» **Passage**:
## begin
We disagree with the circuit court's premise that the only relevant issue was whether Keller `used’ a computer. Given the nature of probation, a probation agent has a duty to determine whether a probationer is complying with the terms of his probation. See State v. Griffin, 131 Wis. 2d 41, 55, 388 N.W.2d 535 (1986). Probation, by its very nature, `places limitations on the liberty and privacy rights of probationers,’ and these limitations provide an exception to the warrant requirement for searches of a probationer's home and property by a probation agent. Id. at 45-46. What is an unreasonable search for a probationer differs from what is unreasonable for a law-abiding citizen. Purtell, 358 Wis. 2d 212, ¶22. If a probation agent has `reasonable grounds’ to believe that a probationer has contraband, the agent may conduct a warrantless search. Id., ¶26. Contraband is any item whose possession is forbidden by law. Id., ¶51.

In Purtell, Purtell pled guilty to two felony counts of mistreating animals in 2006 and was placed on probation. Id., ¶¶4-5. Given that police had discovered sexually inappropriate images on Purtell's computer during their investigation, Purtell had a probation rule that he `not purchase, possess, nor use a computer, software, hardware, nor a modem without prior agent approval.’ Id., ¶¶4, 6. Purtell's probation agent was informed in April 2007 that Purtell had possession of computers. Id., ¶¶11-12. The agent performed a warrantless search of Purtell's home, resulting in the seizure of computer equipment. Id.
## end
Update the probation search passage by rewriting the stretch from "In Purtell, Purtell pled" through "of computer equipment. Id." with "computer equipment" changed to "electronic devices". You won't need the records for this.

» **Data rows**:
## begin
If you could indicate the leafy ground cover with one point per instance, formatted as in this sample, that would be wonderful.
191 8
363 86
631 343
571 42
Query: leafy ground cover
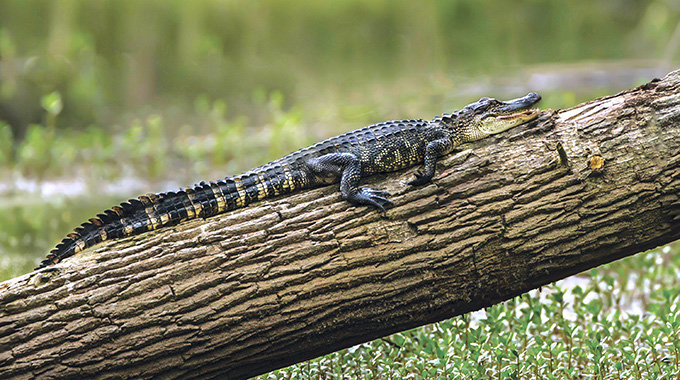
619 321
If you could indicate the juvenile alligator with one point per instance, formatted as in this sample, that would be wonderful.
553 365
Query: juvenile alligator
377 148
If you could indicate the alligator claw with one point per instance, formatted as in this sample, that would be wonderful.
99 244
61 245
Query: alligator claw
372 197
421 179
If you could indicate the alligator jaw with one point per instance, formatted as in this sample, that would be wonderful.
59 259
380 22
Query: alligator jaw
505 115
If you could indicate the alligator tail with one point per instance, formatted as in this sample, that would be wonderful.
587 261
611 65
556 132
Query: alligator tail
153 211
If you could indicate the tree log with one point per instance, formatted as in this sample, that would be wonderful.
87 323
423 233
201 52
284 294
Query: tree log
307 274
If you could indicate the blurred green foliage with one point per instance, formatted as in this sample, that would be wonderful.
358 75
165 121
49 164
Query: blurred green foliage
109 58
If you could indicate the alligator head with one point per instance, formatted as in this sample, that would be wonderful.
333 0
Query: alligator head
489 116
492 116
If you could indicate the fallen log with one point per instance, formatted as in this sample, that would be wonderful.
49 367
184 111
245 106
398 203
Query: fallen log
307 274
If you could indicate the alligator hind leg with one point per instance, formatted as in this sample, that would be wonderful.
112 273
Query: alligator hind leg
348 167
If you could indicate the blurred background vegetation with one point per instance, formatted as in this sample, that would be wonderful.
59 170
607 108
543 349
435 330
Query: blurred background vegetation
101 100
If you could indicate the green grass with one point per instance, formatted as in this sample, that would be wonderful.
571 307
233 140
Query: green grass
622 321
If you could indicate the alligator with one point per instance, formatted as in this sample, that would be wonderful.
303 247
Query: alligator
377 148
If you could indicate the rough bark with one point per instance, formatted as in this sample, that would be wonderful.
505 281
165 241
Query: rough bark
303 275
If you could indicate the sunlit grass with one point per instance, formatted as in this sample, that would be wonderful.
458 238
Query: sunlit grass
620 321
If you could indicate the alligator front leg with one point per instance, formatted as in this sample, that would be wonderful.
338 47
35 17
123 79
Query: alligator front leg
433 150
348 167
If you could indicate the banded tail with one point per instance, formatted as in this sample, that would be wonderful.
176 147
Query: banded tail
153 211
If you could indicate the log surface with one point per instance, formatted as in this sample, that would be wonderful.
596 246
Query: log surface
303 275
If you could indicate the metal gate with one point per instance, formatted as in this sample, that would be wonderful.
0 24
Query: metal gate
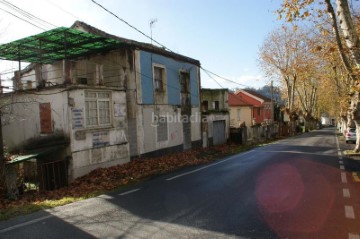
219 132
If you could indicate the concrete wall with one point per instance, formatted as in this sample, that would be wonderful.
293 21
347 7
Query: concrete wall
90 147
22 117
94 147
149 140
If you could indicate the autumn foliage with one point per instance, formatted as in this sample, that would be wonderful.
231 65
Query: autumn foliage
107 179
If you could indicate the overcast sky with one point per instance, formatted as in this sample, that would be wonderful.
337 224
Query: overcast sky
224 35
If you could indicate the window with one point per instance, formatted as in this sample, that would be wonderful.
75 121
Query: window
184 82
97 108
162 129
216 105
205 106
159 78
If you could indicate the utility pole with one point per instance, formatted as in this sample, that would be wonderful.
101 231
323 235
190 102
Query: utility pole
272 102
152 21
2 158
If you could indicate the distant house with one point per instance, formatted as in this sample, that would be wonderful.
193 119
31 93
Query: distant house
90 99
215 116
261 106
240 111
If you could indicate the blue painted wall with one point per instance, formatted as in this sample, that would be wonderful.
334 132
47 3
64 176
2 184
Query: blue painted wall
172 72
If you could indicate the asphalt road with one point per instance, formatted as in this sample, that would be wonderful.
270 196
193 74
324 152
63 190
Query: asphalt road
300 187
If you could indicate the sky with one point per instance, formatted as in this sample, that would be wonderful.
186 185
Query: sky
224 35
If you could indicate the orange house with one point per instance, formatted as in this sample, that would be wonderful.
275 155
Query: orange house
260 106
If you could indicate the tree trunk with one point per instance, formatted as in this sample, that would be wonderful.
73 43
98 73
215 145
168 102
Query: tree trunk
2 164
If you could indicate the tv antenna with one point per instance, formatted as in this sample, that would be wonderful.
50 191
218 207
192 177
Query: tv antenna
151 23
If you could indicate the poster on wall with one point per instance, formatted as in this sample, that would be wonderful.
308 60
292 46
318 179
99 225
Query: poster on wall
101 139
45 118
119 110
77 118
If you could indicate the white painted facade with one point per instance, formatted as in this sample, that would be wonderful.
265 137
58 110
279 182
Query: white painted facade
24 128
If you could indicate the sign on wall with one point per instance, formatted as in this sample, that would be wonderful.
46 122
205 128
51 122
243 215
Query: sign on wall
101 139
45 118
77 118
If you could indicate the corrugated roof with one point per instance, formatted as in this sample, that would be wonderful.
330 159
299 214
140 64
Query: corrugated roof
57 44
254 93
69 43
140 45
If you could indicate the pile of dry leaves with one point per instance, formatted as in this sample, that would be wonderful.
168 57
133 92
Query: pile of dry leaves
106 179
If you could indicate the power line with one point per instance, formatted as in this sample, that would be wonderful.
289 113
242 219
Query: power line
142 33
23 19
62 9
149 37
27 15
226 79
213 79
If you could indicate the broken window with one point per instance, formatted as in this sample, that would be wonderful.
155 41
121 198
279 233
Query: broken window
159 78
97 108
185 82
162 129
205 106
216 105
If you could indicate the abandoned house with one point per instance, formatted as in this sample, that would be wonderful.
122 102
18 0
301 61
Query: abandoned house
215 114
90 99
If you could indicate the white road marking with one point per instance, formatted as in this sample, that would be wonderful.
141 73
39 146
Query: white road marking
354 236
105 197
25 223
208 166
346 193
349 212
343 177
128 192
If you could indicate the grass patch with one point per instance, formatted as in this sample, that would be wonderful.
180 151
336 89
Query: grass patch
350 152
28 208
104 180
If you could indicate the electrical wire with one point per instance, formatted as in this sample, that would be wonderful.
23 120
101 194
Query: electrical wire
28 15
149 37
142 33
22 19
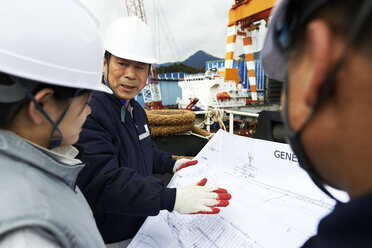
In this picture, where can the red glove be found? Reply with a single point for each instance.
(182, 163)
(198, 199)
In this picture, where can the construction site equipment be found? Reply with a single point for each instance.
(244, 17)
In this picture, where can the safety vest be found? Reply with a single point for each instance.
(38, 191)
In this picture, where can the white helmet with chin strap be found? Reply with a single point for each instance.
(130, 38)
(51, 41)
(54, 42)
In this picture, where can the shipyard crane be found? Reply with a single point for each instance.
(151, 92)
(244, 17)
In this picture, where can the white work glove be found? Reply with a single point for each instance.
(182, 163)
(198, 199)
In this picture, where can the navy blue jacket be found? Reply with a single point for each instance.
(348, 226)
(118, 181)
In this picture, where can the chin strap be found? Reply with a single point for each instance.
(106, 81)
(54, 141)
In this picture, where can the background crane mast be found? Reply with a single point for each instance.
(151, 92)
(244, 17)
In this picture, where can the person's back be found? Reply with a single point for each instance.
(321, 50)
(45, 87)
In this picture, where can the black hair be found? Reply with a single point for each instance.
(340, 15)
(8, 111)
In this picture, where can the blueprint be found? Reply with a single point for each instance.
(274, 203)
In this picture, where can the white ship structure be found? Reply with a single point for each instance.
(212, 91)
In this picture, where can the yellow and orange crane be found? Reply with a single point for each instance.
(244, 17)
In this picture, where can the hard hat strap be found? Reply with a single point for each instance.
(123, 102)
(54, 141)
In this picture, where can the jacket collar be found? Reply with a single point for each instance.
(59, 165)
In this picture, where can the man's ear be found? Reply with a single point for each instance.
(44, 98)
(319, 38)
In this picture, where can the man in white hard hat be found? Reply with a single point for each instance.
(50, 60)
(321, 50)
(117, 145)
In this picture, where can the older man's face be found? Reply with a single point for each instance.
(126, 77)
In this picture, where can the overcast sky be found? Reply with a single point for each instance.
(194, 24)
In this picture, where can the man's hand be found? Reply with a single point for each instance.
(198, 199)
(182, 163)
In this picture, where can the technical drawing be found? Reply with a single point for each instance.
(273, 202)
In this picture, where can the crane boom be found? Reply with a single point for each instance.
(242, 18)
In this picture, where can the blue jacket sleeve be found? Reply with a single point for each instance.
(111, 189)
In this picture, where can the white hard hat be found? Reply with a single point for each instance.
(51, 41)
(130, 38)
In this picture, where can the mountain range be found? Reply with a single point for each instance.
(197, 60)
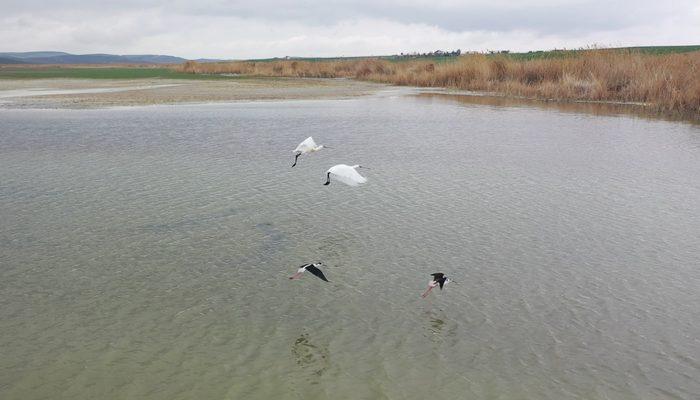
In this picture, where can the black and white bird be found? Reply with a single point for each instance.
(313, 268)
(439, 279)
(306, 147)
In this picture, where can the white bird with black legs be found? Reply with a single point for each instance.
(313, 268)
(346, 174)
(306, 147)
(439, 279)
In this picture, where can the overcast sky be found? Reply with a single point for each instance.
(276, 28)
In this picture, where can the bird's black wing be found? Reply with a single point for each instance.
(441, 281)
(437, 276)
(316, 272)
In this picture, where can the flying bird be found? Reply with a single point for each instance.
(313, 268)
(346, 174)
(439, 279)
(306, 147)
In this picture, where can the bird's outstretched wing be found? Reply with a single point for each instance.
(437, 276)
(306, 145)
(317, 272)
(442, 281)
(348, 176)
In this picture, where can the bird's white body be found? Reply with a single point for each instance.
(308, 146)
(347, 174)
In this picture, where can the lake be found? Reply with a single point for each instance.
(145, 252)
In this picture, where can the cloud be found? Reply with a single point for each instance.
(266, 28)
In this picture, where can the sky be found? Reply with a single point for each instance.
(326, 28)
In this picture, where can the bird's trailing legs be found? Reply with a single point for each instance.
(296, 276)
(431, 285)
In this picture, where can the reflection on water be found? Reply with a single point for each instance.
(144, 253)
(310, 357)
(593, 108)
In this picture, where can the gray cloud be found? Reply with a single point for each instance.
(215, 28)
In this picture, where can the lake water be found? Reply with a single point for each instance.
(144, 253)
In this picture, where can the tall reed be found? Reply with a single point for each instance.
(667, 82)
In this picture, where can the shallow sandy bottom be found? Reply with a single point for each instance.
(91, 93)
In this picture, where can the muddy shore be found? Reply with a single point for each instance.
(88, 93)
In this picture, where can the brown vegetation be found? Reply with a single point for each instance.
(668, 82)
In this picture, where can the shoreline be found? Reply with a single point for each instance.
(86, 93)
(62, 93)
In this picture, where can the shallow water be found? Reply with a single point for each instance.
(144, 253)
(4, 94)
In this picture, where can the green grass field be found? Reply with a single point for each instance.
(102, 73)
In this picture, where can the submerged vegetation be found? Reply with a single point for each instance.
(668, 82)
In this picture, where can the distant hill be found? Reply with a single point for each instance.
(10, 60)
(57, 57)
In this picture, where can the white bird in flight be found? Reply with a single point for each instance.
(346, 174)
(306, 147)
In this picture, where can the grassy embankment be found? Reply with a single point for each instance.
(665, 78)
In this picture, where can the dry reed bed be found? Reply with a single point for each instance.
(669, 83)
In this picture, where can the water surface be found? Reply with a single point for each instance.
(144, 253)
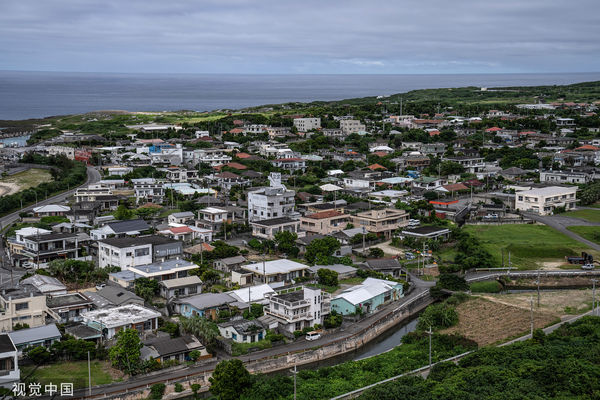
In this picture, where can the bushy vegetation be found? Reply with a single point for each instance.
(562, 365)
(68, 174)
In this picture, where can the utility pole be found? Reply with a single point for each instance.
(531, 314)
(430, 334)
(89, 376)
(594, 296)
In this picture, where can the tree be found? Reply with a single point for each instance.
(146, 288)
(327, 277)
(123, 213)
(321, 249)
(286, 242)
(125, 354)
(230, 379)
(376, 252)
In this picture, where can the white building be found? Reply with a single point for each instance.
(271, 202)
(307, 124)
(112, 320)
(299, 309)
(544, 200)
(9, 362)
(350, 126)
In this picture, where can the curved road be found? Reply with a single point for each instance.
(93, 176)
(555, 223)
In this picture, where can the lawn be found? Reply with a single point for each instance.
(588, 215)
(591, 233)
(24, 180)
(528, 244)
(73, 371)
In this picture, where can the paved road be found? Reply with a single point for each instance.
(93, 176)
(297, 346)
(560, 223)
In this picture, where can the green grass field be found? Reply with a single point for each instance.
(588, 215)
(72, 371)
(591, 233)
(528, 245)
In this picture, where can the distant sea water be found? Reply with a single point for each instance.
(41, 94)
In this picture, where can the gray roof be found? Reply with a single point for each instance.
(6, 343)
(188, 280)
(133, 225)
(383, 263)
(339, 268)
(37, 334)
(45, 283)
(233, 260)
(184, 214)
(110, 295)
(208, 300)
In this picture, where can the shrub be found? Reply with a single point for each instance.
(486, 287)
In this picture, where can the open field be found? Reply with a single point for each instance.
(24, 180)
(487, 322)
(75, 372)
(591, 233)
(588, 215)
(559, 303)
(530, 246)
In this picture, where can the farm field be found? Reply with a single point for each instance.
(487, 322)
(591, 233)
(530, 246)
(588, 215)
(24, 180)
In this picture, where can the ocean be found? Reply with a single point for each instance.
(41, 94)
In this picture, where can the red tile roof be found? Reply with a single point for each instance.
(325, 214)
(373, 167)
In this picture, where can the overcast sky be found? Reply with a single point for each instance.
(301, 36)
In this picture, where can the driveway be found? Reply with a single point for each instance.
(560, 223)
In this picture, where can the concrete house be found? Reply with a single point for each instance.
(367, 297)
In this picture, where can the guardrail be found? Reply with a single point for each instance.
(359, 391)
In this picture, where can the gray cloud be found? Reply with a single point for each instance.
(326, 36)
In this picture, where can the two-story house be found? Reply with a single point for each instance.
(299, 309)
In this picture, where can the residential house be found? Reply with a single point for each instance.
(132, 227)
(112, 296)
(268, 228)
(67, 308)
(298, 309)
(110, 321)
(387, 266)
(21, 304)
(180, 217)
(228, 264)
(543, 201)
(165, 348)
(271, 202)
(133, 251)
(50, 210)
(10, 373)
(307, 124)
(381, 222)
(367, 297)
(180, 287)
(242, 331)
(44, 335)
(324, 222)
(277, 271)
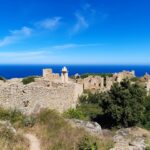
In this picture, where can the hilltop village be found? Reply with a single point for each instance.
(57, 92)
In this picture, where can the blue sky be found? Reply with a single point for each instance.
(74, 32)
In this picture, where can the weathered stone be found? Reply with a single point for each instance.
(43, 93)
(92, 127)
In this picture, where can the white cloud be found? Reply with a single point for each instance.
(80, 24)
(16, 35)
(71, 45)
(50, 23)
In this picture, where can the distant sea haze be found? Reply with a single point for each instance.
(19, 71)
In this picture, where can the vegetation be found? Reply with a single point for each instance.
(28, 80)
(75, 113)
(47, 125)
(86, 144)
(96, 74)
(135, 79)
(125, 105)
(11, 141)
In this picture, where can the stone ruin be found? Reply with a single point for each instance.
(54, 91)
(49, 91)
(105, 83)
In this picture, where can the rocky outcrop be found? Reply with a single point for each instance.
(91, 127)
(130, 139)
(33, 97)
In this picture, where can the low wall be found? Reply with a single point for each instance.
(34, 96)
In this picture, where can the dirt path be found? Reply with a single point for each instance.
(34, 142)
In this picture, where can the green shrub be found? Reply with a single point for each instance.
(124, 104)
(90, 110)
(28, 80)
(29, 121)
(75, 114)
(134, 79)
(87, 144)
(96, 74)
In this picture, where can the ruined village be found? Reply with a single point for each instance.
(58, 92)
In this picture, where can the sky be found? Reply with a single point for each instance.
(75, 32)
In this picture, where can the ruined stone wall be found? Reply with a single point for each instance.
(93, 82)
(34, 96)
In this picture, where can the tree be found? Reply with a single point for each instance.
(124, 103)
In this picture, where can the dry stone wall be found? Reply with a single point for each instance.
(32, 97)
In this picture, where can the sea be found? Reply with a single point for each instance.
(20, 71)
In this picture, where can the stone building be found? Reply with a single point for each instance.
(45, 92)
(93, 83)
(48, 74)
(118, 77)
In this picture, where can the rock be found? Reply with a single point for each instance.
(126, 139)
(92, 127)
(8, 125)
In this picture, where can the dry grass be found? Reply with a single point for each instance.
(56, 134)
(11, 141)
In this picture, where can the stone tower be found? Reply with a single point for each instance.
(64, 75)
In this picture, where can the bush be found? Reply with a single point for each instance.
(90, 110)
(146, 122)
(124, 104)
(87, 144)
(29, 121)
(28, 80)
(75, 114)
(96, 74)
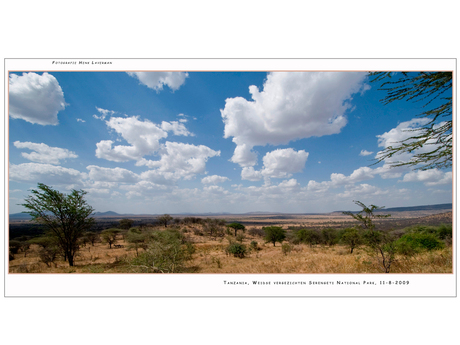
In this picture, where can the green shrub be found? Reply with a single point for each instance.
(286, 248)
(329, 236)
(274, 234)
(413, 243)
(165, 253)
(237, 249)
(240, 238)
## end
» **Task solution**:
In Purtell, Purtell pled guilty to two felony counts of mistreating animals in 2006 and was placed on probation. Id., ¶¶4-5. Given that police had discovered sexually inappropriate images on Purtell's computer during their investigation, Purtell had a probation rule that he `not purchase, possess, nor use a computer, software, hardware, nor a modem without prior agent approval.’ Id., ¶¶4, 6. Purtell's probation agent was informed in April 2007 that Purtell had possession of computers. Id., ¶¶11-12. The agent performed a warrantless search of Purtell's home, resulting in the seizure of electronic devices. Id.